Polygon annotations for photos:
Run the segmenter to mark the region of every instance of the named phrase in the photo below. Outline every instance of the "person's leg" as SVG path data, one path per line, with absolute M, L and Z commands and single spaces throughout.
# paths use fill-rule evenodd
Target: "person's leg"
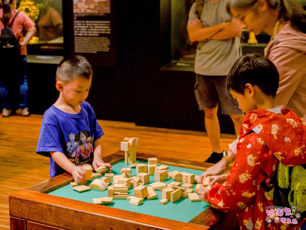
M 204 110 L 204 123 L 213 151 L 220 153 L 222 151 L 220 148 L 220 126 L 217 115 L 218 110 L 218 107 Z

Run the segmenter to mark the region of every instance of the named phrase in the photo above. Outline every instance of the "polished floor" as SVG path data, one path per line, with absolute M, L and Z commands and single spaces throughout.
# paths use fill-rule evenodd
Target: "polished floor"
M 9 194 L 49 178 L 49 160 L 35 153 L 43 116 L 0 116 L 0 229 L 9 228 Z M 134 123 L 99 121 L 105 133 L 103 155 L 120 150 L 125 137 L 137 137 L 137 152 L 203 161 L 211 147 L 205 133 L 136 126 Z M 235 138 L 222 135 L 221 147 L 227 149 Z

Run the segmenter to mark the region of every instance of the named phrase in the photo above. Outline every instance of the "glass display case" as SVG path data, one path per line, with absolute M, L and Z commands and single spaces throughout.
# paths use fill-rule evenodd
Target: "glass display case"
M 62 55 L 62 0 L 17 0 L 17 7 L 36 24 L 37 31 L 27 46 L 28 55 Z

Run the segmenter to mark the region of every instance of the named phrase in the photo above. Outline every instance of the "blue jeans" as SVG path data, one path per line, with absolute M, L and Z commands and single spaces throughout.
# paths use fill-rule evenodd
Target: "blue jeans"
M 14 58 L 0 60 L 0 94 L 2 106 L 9 109 L 14 89 L 19 89 L 19 107 L 27 107 L 28 101 L 28 80 L 26 75 L 27 56 L 19 55 Z

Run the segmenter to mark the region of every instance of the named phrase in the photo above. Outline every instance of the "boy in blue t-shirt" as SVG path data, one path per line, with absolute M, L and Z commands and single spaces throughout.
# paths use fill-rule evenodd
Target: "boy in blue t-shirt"
M 95 170 L 110 164 L 102 159 L 104 133 L 90 105 L 85 101 L 91 85 L 92 70 L 86 59 L 74 56 L 61 62 L 55 87 L 60 92 L 55 103 L 45 112 L 36 152 L 50 157 L 50 178 L 67 171 L 75 181 L 84 183 L 80 167 L 92 164 Z

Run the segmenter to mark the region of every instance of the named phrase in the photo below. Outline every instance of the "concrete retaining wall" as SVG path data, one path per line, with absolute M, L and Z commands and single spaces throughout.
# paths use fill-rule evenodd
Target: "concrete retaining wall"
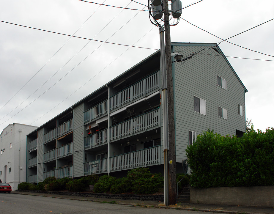
M 274 186 L 190 188 L 190 202 L 274 207 Z

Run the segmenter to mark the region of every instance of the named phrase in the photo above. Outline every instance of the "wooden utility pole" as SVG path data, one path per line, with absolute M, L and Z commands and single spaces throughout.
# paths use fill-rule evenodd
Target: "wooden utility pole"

EXERCISE INSTRUCTIONS:
Extract the full listing exactly, with the pictures left out.

SOLUTION BELOW:
Run the segmenter to mark the region of every instance of the named phrase in the photo below. Outline every instance of the "person's leg" as SVG path data, one path per line, with absolute M, L and Z commands and single spaces throughout.
# paths use fill-rule evenodd
Target: "person's leg"
M 204 110 L 204 123 L 213 151 L 220 153 L 222 151 L 220 148 L 220 126 L 217 115 L 218 110 L 218 107 Z

Run the segmenter to mark the region of every instance of the named phrase in the photo above. Outline every instance of the "polished floor" as SVG path data, one path per line, with absolute M, L and Z commands and single spaces throughout.
# paths use fill-rule evenodd
Target: "polished floor"
M 9 194 L 49 178 L 49 160 L 35 153 L 43 116 L 0 116 L 0 229 L 9 228 Z M 134 123 L 99 121 L 105 133 L 103 155 L 120 150 L 125 137 L 137 137 L 137 152 L 203 161 L 211 147 L 205 133 L 136 126 Z M 235 138 L 222 135 L 221 147 L 227 149 Z

Run the segmenter to mark the region of every instance of the named phrase in the photo above. Outline every instance of the "glass display case" as SVG path data, one path per line, with absolute M, L and Z commands and single spaces throughout.
# paths use fill-rule evenodd
Target: "glass display case"
M 62 55 L 62 0 L 17 0 L 17 7 L 36 24 L 37 31 L 27 46 L 28 55 Z

Run the segmenter to mark the region of every instance of the named phrase in the photo above. Outline every instance of the "blue jeans" as SVG path data, one path per line, with absolute M, L and Z commands and single spaces throughout.
# paths use fill-rule evenodd
Target: "blue jeans"
M 14 58 L 0 60 L 0 94 L 2 106 L 9 109 L 14 89 L 19 89 L 19 107 L 27 107 L 28 101 L 28 80 L 26 75 L 27 56 L 19 55 Z

Run the segmenter to mark the region of every instance of the named phrase in the photo above. Outline every instance of the "boy in blue t-shirt" as SVG path data, one path per line, with absolute M, L and Z commands and single spaces throughout.
# paths use fill-rule evenodd
Target: "boy in blue t-shirt"
M 95 170 L 110 164 L 102 159 L 104 133 L 90 105 L 85 101 L 91 85 L 92 70 L 86 59 L 74 56 L 61 62 L 55 87 L 60 92 L 55 103 L 45 112 L 36 152 L 50 157 L 50 178 L 67 171 L 75 181 L 84 183 L 80 167 L 92 164 Z

Run the segmenter to mark the region of every instance of the named phrase in the photo below. Outline every instance of the "concrete retaining wall" as SVG path data, one path per line, with absolute M, L and Z commands and single spaces throughout.
# paths use fill-rule evenodd
Target: "concrete retaining wall"
M 274 186 L 190 188 L 190 202 L 274 207 Z

Run the segmenter to mark the region of every instance of the named phrase in the photo above. Outline every instance of the "wooden utility pole" as SVG path data, one path per line, with absolute M, L and Z commands and single spaces throughout.
# paths use fill-rule evenodd
Target: "wooden utility pole"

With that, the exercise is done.